● **ACTIVITIES**
A - Please copy from the Kombi forum thread the passage starting with "The tyres held" and going on through "go from there.", word for word.
B - Answer these from the Kombi forum thread:
(i) How long did the tyres hold air?
(ii) Outside which store did the Kombi front end get a few looks?
(iii) Which parts does SilentButDeadly say usually aren't worth much?
C - Write the next part of the Kombi forum thread, following on from its final post.

DOCUMENT EXTRACT: Begin

# Forum Home Renovation Metalwork & Welding  Kombi

## PlatypusGardens

Well...here's an unusual project, but something I've wanted to do for some time.
Long story short, a guy had this Kombi front end sitting around in his yard, for sale he reckons.
Oooo I'd love to do something with that but can't really take it on at the moment as we'd just moved here and I have to get stuck in to my market stuff. 
On easter weekend we had friends visiting and one of them who has a cafe and is in to retro, recycled, hippie stuff etc, mentioned she and her business partner had been talking about how cool it would be to have a kombi front end in the shop to sit the coffee machine on or something. 
I said "well....." And showed her a photo of this:   
I said - it's a bit rough but it's for sale.....we could drag it back here and I can fix it up for you....
We went and looked at it the next day and she was over the moon.
Done deal 
So.
Yesterday:        
This is why I had to take the tool box off the ute which lead to fixing that up while I was at it    
Got it home ok, was only a short drive.
Via the shops.....it got a few looks as we parked outside the local Spar supermarket hehe  
Now......how to get it off and in the shed?
I have no machinery here, no crane, no way of hanging a lifting chain from the shed roof...  
I did buy these boards the other day for this purpouse though, and got to work making a ramp.   
The tyres held air for about 45 seconds so we had to work fast.
I was hanging on the end of the RHS levering the thing on to its wheels while my partner was at the front of it....mostly watching as I was sliding backwards on the concrete floor. 
Note the cross piece of timber at the bottom of the ramp 
Worked as expected and the lump of german steel came to a grinding halt when it got to that point, stopping me from getting impaled on the rhs.  
Video screengrabs:        
So now the plan is to remove as much excess weight as possible, ie the whole steering and suspension setup, most of the frame and floor.
Crossbrace the sides and doors, make a frame from rhs with some castors to make it mobile and see where to go from there.      
I'm hoping to sell as much of the front end parts as possible to fund the repairs needed to the body and some parts like missing headlight etc. 
We're probably aiming for something like this:   
Not sure how carried away we'll get with bodywork and paint...may go for the scruffy "patina" look, but it still needs a fair bit of rust repair, regardless.    
But for now - stage 1 completed.
Getting it here and off the ute.
Will report back when something happens but it may be a slow going project.  
If anyone in the Brisbane and surrounding areas knows of a VW club etc who may be interested in the steering/front end components when I get it out, please let me know. 
I know that the steering boxes are sought after for these things and this one actually seems quite tight.    :Smilie:

----------


## Bros

You will be like a dog with a bone as you won't stop until it is finished.

----------


## SilentButDeadly

Kombiclub forum will help you with this no problem. There sre a tonne of members in SE Qld. However the steering and front end parts usually aren't worth much...

----------


## PlatypusGardens

> You will be like a dog with a bone as you won't stop until it is finished.

  Hehe.

DOCUMENT EXTRACT: End
LISTED RECORDS: Begin

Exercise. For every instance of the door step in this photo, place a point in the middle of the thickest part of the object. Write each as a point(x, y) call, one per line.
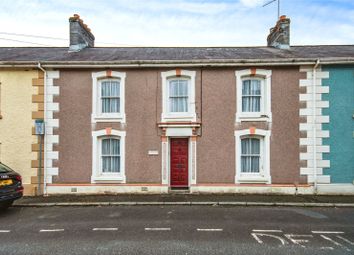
point(179, 190)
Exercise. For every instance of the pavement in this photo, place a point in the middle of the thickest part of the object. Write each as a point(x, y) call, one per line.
point(187, 199)
point(204, 230)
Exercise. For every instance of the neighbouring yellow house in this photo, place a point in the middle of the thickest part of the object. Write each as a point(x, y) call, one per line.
point(21, 102)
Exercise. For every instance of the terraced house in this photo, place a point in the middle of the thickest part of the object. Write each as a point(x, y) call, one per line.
point(273, 119)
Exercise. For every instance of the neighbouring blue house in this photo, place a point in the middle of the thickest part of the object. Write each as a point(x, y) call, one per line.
point(340, 82)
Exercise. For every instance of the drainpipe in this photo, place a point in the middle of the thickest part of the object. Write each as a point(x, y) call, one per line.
point(45, 127)
point(314, 124)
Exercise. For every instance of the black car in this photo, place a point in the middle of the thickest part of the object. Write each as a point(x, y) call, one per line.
point(10, 186)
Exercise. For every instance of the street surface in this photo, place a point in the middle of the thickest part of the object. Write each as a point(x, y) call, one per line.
point(177, 230)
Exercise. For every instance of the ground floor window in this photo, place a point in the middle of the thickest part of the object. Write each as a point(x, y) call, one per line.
point(108, 154)
point(252, 156)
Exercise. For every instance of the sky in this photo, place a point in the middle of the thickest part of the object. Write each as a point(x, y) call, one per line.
point(175, 22)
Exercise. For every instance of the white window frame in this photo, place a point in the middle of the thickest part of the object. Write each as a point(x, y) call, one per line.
point(264, 173)
point(265, 113)
point(97, 115)
point(168, 116)
point(97, 174)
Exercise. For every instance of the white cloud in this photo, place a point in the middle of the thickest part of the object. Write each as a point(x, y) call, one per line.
point(252, 3)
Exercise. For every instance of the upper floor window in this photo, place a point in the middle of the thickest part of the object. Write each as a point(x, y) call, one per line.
point(110, 155)
point(178, 95)
point(253, 95)
point(108, 97)
point(252, 156)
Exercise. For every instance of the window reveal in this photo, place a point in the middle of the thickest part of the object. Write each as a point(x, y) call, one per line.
point(250, 155)
point(110, 155)
point(178, 95)
point(251, 96)
point(110, 96)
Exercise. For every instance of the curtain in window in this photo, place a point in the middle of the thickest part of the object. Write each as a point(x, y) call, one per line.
point(110, 96)
point(178, 95)
point(110, 155)
point(250, 155)
point(251, 96)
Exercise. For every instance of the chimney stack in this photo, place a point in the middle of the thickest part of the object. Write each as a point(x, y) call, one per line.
point(80, 35)
point(279, 36)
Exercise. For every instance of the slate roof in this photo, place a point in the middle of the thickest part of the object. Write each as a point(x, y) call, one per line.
point(173, 54)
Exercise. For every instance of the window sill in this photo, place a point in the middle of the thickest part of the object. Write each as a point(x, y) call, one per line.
point(166, 117)
point(252, 179)
point(253, 117)
point(108, 118)
point(108, 178)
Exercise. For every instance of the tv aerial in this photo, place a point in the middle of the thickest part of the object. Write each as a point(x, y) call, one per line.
point(272, 1)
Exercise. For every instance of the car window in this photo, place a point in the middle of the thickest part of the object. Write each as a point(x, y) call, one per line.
point(4, 169)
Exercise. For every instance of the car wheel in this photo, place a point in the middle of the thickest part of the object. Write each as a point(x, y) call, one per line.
point(5, 205)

LISTED RECORDS: End

● **TASK RESULTS**
A -
The tyres held air for about 45 seconds so we had to work fast.
I was hanging on the end of the RHS levering the thing on to its wheels while my partner was at the front of it....mostly watching as I was sliding backwards on the concrete floor. 
Note the cross piece of timber at the bottom of the ramp 
Worked as expected and the lump of german steel came to a grinding halt when it got to that point, stopping me from getting impaled on the rhs.  
Video screengrabs:        
So now the plan is to remove as much excess weight as possible, ie the whole steering and suspension setup, most of the frame and floor.
Crossbrace the sides and doors, make a frame from rhs with some castors to make it mobile and see where to go from there.

B -
(i) About 45 seconds.
(ii) The local Spar supermarket.
(iii) The steering and front end parts.

C -
I'll do a bit here and there but have a heap of other things to do first.
Firebuckets mostly   

> Kombiclub forum will help you with this no problem. There sre a tonne of members in SE Qld. However the steering and front end parts usually aren't worth much...

  Steering box should fetch $100-$150 if it's in good nick.
$10-$20-$50 here and there for other parts, all adds up.   :Smilie:

----------


## Marc

Nice project.

----------


## phild01

> .
> We're probably aiming for something like this:   Not sure how carried away we'll get with bodywork and paint...may go for the scruffy "patina" look, but it still needs a fair bit of rust repair, regardless.

  
 Go flash, not scruffy.

----------


## ringtail

Awesome PG. I could have helped you out years ago when I was thick in the VW scene but not now. I know where there are 5 or 6 complete vans. Some rare ones in amongst them.

----------


## David.Elliott

Me. Jealous. Much? 
Amazing how a confluence of events happens every now and again... 
Can't help wondering how it got to be just a cab?

----------


## PlatypusGardens

> Nice project.

  Yes should be fun    

> Go flash, not scruffy.

  Depends what they want
 Either way there are some rust repairs to be done.   

> Awesome PG. I could have helped you out years ago when I was thick in the VW scene but not now. I know where there are 5 or 6 complete vans. Some rare ones in amongst them.

  Seen a few nice ones buzzing around the area here    

> Can't help wondering how it got to be just a cab?

  Dunno 
The guy who had it on his property was storing it for someone else and there used to be 3 complete ones as well he reckons.
Maybe this one had been in an accident and they kept the front end for spare parts....who knows.   :Smilie:

----------


## Marc

When I worked for a shop fitting mob, we had two VW ute. It was the best to load heaps of tools under the tray and have them locked up. Great loading capacity too.

----------


## PlatypusGardens

Beetles and Kombis are great.
The most iconic vehicles ever made, instantly recognisable.
Everyone has either owned one or knows someone who has.
Anyone who's owned one knows it's a love/hate relationship.
They're great when the sun is shining and you're going slightly downhill with a tail wind.
Not so much when you have to work on the engine (or worse - try to find a mechanic who'll work on them.) 
I wish we still had our old bus but it was too far gone with the rust for it to be worth keeping.
If I'd had a big shed at the time where I could have put it on stands and worked on a bit here and there, maybe. 
So for now, this will do - working on 1/3 of a Kombi, even though it's for someone else it will still be fun.
One day I might have my own again. 
1/3 or complete, who knows   :Rofl5:

----------


## Bros

I owned a beetle, engine repairs were easy it was a simple engine and it took very little time to remove it if you had to. Kombis might be a different story.

----------


## toooldforthis

> I owned a beetle, engine repairs were easy it was a simple engine and it took very little time to remove it if you had to. Kombis might be a different story.

  the early Kombis same as Beetle. Lift the rear and pull out motor on trolley jack.
a few times I got my mates to come and lift the beetle by hand while I pulled the motor. 
Later Kombis were easier cause the rear engine panel could be removed and just drag the motor out, or push the van forward.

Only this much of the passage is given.